What you are asked to do: Your reply should hold every record exactly as given, with no pictures in it.

Working data:
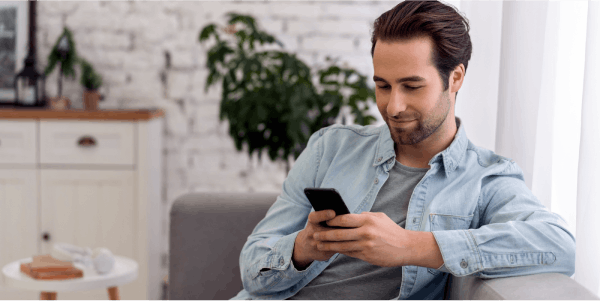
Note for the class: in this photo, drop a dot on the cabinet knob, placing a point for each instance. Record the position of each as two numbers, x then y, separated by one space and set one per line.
86 141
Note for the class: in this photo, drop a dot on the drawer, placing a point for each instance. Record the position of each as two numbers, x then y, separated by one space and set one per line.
18 141
87 142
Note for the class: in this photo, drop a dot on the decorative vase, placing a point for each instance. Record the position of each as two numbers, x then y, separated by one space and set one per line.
91 99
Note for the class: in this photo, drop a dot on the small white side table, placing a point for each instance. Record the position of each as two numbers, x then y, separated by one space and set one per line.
124 271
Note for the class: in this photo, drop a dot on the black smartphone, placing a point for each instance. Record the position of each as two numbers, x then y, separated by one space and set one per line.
324 199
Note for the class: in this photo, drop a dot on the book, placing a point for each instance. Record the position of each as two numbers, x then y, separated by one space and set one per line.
44 267
47 263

Exercise output:
Note for the class: in this photo, drop a dot on the cabinet knob, placing a point for each instance. Record the position of each as two numbers, x then y, separated by one space and set one per line.
86 141
Note for the class: in this photo, drop a dot on the drawer, placing a point for each instance. Record the position of each as two numbers, x then y, separated by one space and set one per line.
18 141
87 142
Note for the class: in this photo, drop a dot on the decorative vase, placing a point for each instance. Record the position of each as two numbers, x then y, separated by one space and set one per line.
91 99
Note for the class: in this photo, drop a dot on the small white side table, placing a point for each instance. Record the position of each as two numbers, x then y, separated by one space and set one per line.
124 271
Note for the class: in this photo, drop a dot on the black smartphone, placing a point for each instance. Record the position of each as two numbers, x then y, separated by one space and set one per line.
324 199
Note for the class: in this photo, drop a dot on the book, placing a point for each instance. Record the position of each as two numbers, x then y, separated by one space and set one per line.
44 267
47 263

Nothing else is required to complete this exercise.